# EXERCISE GOAL
Print out each entry below exactly; do not carry over any image.

Natural language region descriptions:
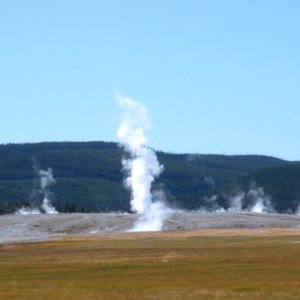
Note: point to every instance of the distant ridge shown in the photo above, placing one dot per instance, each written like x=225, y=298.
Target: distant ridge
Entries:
x=89, y=176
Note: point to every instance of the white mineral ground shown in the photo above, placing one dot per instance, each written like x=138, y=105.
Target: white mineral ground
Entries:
x=26, y=228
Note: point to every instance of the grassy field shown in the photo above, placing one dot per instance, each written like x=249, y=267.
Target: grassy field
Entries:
x=202, y=264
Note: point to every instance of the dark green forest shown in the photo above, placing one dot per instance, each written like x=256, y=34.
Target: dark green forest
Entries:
x=89, y=177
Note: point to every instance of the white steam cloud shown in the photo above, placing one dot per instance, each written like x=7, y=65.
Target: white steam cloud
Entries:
x=142, y=165
x=46, y=179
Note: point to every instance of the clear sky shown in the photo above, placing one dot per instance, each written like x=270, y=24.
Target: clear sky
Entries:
x=217, y=76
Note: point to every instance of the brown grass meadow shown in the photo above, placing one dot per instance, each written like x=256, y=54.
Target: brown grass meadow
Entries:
x=201, y=264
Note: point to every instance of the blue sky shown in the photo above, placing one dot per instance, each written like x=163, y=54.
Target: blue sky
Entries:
x=217, y=76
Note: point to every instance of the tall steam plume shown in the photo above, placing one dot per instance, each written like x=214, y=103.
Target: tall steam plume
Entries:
x=46, y=179
x=142, y=165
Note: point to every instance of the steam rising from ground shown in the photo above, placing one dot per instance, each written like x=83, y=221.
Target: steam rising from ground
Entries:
x=253, y=200
x=141, y=165
x=46, y=179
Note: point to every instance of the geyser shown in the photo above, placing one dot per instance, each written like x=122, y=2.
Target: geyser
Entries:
x=46, y=179
x=141, y=165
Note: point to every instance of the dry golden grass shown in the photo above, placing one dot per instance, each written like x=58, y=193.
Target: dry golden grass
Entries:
x=201, y=264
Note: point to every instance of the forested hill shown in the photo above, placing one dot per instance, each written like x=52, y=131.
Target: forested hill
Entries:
x=89, y=175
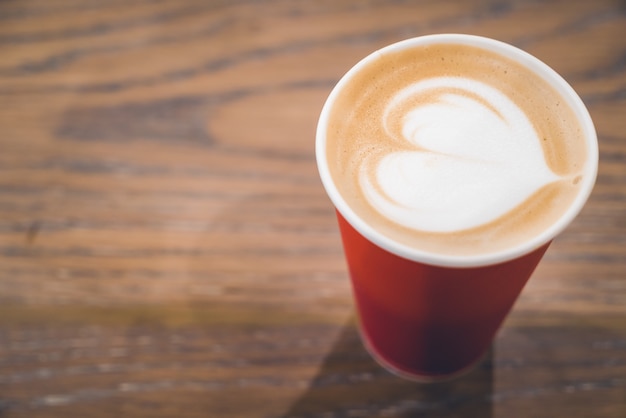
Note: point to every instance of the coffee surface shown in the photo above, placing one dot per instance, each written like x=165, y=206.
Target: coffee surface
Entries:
x=454, y=149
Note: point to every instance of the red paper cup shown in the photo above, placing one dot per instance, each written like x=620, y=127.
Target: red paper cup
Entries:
x=426, y=316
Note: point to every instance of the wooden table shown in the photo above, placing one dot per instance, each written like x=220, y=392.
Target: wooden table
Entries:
x=167, y=249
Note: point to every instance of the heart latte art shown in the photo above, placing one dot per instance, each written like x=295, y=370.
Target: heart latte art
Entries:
x=473, y=156
x=452, y=149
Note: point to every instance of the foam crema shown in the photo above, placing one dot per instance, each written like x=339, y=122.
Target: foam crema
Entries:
x=453, y=148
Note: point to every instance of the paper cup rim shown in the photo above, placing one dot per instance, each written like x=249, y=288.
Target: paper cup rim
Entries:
x=490, y=258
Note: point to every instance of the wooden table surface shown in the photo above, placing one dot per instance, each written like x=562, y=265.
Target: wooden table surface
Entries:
x=166, y=246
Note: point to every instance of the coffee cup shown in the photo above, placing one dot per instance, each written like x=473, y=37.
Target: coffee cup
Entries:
x=452, y=161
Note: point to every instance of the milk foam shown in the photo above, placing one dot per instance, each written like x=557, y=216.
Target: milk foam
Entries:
x=468, y=156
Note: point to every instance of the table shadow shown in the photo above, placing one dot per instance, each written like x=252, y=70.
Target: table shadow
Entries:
x=350, y=383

# RESPONSE BOX
Note: point to every instance of the distant ridge shown in the photo above, placing one dot per instance, each written like x=225, y=298.
Target: distant ridge
Entries:
x=89, y=176
Note: point to every instance of the white mineral ground shown in the photo above, placing one dot per instance, each written like x=138, y=105.
Target: white mineral ground
Entries:
x=26, y=228
Note: point to every instance of the grassy field shown in the photo above, placing one dot per instance, each written like x=249, y=267.
Target: grassy field
Entries:
x=202, y=264
Note: point to every instance of the dark green forest shown in the photo above, placing one dot per instance, each written like x=256, y=34.
Target: dark green forest
Entries:
x=89, y=177
Note: point to every instance of the white steam cloud shown in the photo above, placing one dot per instance, each written like x=7, y=65.
Target: white steam cloud
Entries:
x=142, y=165
x=46, y=179
Note: point to every instance of the clear sky shown in the photo above, placing one dot per instance, each written like x=270, y=24.
Target: clear sky
Entries:
x=217, y=76
Note: point to every instance of the brown grass meadow shown in the photo above, placing one dot per instance, each written like x=256, y=54.
Target: brown grass meadow
Entries:
x=201, y=264
Note: point to every instance of the blue sky shown in the photo above, placing one dot per instance, each written like x=163, y=54.
Target: blue sky
Entries:
x=217, y=76
Note: point to every instance of the tall steam plume shown in the photo above, placing one dot per instance, each written like x=214, y=103.
Target: tall steam plume
Entries:
x=46, y=179
x=142, y=165
Note: point to every instance of the steam rising from ground shown in the photo above, placing one dot per instance, each written like x=83, y=221.
Target: steam rising from ground
Entries:
x=253, y=200
x=141, y=165
x=46, y=179
Note: point to every instance of the geyser shown in the photo above, placing one dot per instance, each written like x=122, y=2.
Target: geyser
Entries:
x=46, y=179
x=141, y=165
Note: point to every instance of the dry golden grass shown in the photo above, placing one dot per instance, each written like x=58, y=193.
Target: dry golden grass
Entries:
x=201, y=264
Note: point to every instance of the forested hill shown in the photo above, placing one dot per instance, each written like x=52, y=131.
Target: forested hill
Entries:
x=89, y=175
Note: point to every instance of the coffee surface shown in the photo above, placing one dot per instance, each written like x=165, y=206.
Target: coffee surface
Entries:
x=454, y=149
Note: point to every instance of the red paper cup shown in the photo above, placing one dot per instance, each written like x=620, y=127.
Target: red paper cup
Entries:
x=426, y=316
Note: point to every instance of the wooden table shown in the photo above, placing one dot per instance, each written like x=220, y=392.
Target: wooden table
Entries:
x=167, y=249
Note: point to every instance of the heart latte art shown in the photo above, placing one dot per instance, each written like x=295, y=370.
Target: heart latte art
Entries:
x=473, y=156
x=452, y=149
Note: point to every instance of the foam crema shown in the photo above, placing one dot per instance, each written like x=339, y=122.
Target: foam crema
Entries:
x=453, y=148
Note: point to every instance of the paper cup rim shown in the photo above, placing one dot per instance, each written like x=249, y=288.
Target: paper cup rim
Entries:
x=490, y=258
Note: point to every instance of the wooden table surface shown in the photo above, placing one dot per instance, each written like x=562, y=265.
Target: wooden table surface
Entries:
x=166, y=246
Note: point to every instance of the coffee cup shown in the photo above, placing one dot per instance, each written like x=473, y=37.
Target: coffee cup
Entries:
x=452, y=161
Note: point to every instance of the milk foam shown in the photo above, placing one dot per instance, each written like x=557, y=216.
Target: milk foam
Entries:
x=468, y=156
Note: point to every instance of the table shadow shown in the photo above, placing one dot per instance, each written like x=252, y=70.
Target: table shadow
Entries:
x=350, y=383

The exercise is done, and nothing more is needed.